EXERCISE AIM: In the article on the pension fund survey below, repeat word for word the passage from "Pension funds were more" to "adopted this approach.".

EXCERPTED PASSAGE:

Asset and liability positions worsened for 63% of pension funds - Bfinance

Almost two-thirds (63 per cent) of pension funds with explicit liabilities said their asset and liability management position has worsened this year, according to a Bfinance survey.

The company’s mid-year Asset Owner Survey: Managing Through Uncertainty showed that this was higher than the 50 per cent level seen among all investors it surveyed, though noted that European pension funds had fared better than their non-European counterparts.

Less than three-fifths (58 per cent) of European pension funds said their position had worsened, compared to 69 per cent in both North America and the Asia Pacific region.

Estimated portfolio losses of pension funds were deeper than those of their fellow investors during the year’s first quarter market volatility, with median pension fund losses estimated at 8.5 per cent compared with median losses of 8 per cent among all portfolios.

Even so, the research found that more than four-fifths (82 per cent) of pension fund respondents were satisfied with how their portfolios performed over the first half of 2020.

Almost two-thirds (65 per cent) of pension funds had made no changes to risk management/risk monitoring in response to developments in 2020, while 19 per cent had made changes and 16 per cent were intending to.

Pension funds were more than 20 percentage points less likely to be taking a tactical view on risk asset exposure than family offices, sovereign wealth funds and insurers or healthcare institutions, with just two-fifths (40 per cent) opting for a tactical view.

They were also less likely than the other investor groups to have made, or be seeking to make, investments in “distressed” or “opportunistic” strategies that explicitly seek to benefit from the pandemic fallout, with almost half (49 per cent) of pension funds not having adopted this approach.

Three-quarters (75 per cent) of pension funds said their long-term asset allocation had not changed since the onset of the Covid-19 pandemic and added that there were no plans for a change, marginally less than among insurers or healthcare institutions, family offices and foundations.

Bfinance said 368 investors participated in its mid-year Asset Owner Survey, just over half (52 per cent) of which were pension funds, with the investors holding combined assets of approximately $11trn (£8.6trn).

Bfinance head of investment content, Kathryn Saklatvala, said: “The first half of 2020 has been extremely challenging for investors of all types, and undoubtedly there is more volatility and upheaval in store as the true nature of the economic impact of Covid-19 becomes clearer.

“While such periods are uncomfortable, they are also crucially informative for investors seeking to understand the diversification and resilience of portfolios, the discipline and skill of asset managers, and the weak-points in risk management capabilities or processes.”

INFORMATION PROVIDED:
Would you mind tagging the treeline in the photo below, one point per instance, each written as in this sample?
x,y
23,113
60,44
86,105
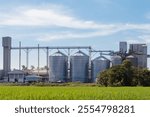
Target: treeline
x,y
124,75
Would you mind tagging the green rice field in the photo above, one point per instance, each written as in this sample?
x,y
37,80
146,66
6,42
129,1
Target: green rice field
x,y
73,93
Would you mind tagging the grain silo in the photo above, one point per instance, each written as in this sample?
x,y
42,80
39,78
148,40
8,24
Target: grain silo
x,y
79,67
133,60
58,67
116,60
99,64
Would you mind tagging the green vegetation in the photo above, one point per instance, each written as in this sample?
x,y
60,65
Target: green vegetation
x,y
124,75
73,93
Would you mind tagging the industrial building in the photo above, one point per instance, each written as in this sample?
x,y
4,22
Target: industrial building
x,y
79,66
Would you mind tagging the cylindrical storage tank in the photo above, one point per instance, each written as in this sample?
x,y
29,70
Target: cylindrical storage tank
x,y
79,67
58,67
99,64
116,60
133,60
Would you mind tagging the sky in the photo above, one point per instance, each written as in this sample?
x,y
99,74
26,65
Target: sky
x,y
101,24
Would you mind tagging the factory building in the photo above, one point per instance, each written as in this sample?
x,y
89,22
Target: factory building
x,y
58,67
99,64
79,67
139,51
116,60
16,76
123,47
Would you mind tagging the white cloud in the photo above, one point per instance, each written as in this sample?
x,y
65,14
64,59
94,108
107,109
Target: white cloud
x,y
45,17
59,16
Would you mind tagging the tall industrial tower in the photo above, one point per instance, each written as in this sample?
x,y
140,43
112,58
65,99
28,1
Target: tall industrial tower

---

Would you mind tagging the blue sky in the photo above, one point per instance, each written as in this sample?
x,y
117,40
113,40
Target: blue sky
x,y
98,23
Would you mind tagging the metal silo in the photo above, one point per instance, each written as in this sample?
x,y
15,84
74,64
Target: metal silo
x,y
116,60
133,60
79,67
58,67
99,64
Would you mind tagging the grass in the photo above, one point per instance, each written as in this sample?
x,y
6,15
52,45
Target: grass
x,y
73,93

==

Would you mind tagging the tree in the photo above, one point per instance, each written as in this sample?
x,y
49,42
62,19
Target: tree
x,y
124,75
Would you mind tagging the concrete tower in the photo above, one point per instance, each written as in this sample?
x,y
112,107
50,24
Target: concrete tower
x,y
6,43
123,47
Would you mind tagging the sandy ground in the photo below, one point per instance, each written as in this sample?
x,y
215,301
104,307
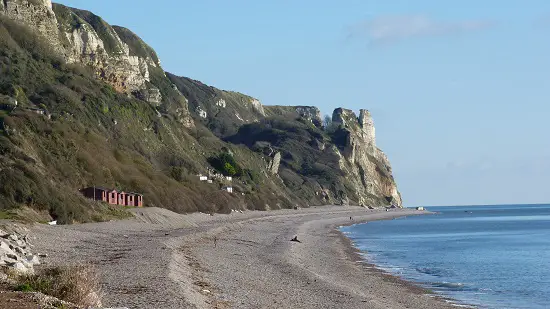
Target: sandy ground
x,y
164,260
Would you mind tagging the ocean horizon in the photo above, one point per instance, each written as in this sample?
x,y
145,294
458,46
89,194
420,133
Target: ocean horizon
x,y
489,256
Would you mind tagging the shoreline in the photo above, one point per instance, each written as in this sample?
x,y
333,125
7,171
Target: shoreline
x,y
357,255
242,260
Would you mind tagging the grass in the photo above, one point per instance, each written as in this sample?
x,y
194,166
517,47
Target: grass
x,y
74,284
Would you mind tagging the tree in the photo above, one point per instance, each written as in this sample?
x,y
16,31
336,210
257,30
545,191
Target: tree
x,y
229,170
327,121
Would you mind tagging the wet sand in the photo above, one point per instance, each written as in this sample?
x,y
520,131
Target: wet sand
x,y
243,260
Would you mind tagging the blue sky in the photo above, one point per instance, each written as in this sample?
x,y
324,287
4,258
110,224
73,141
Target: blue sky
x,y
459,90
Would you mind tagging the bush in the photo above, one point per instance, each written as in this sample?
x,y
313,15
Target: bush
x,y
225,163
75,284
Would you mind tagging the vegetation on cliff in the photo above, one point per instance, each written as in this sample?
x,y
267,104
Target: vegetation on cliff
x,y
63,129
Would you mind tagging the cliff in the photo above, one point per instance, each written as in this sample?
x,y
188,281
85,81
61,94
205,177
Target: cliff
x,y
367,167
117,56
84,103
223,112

SOLUTION TO THIS PROBLEM:
Pension funds were more than 20 percentage points less likely to be taking a tactical view on risk asset exposure than family offices, sovereign wealth funds and insurers or healthcare institutions, with just two-fifths (40 per cent) opting for a tactical view.

They were also less likely than the other investor groups to have made, or be seeking to make, investments in “distressed” or “opportunistic” strategies that explicitly seek to benefit from the pandemic fallout, with almost half (49 per cent) of pension funds not having adopted this approach.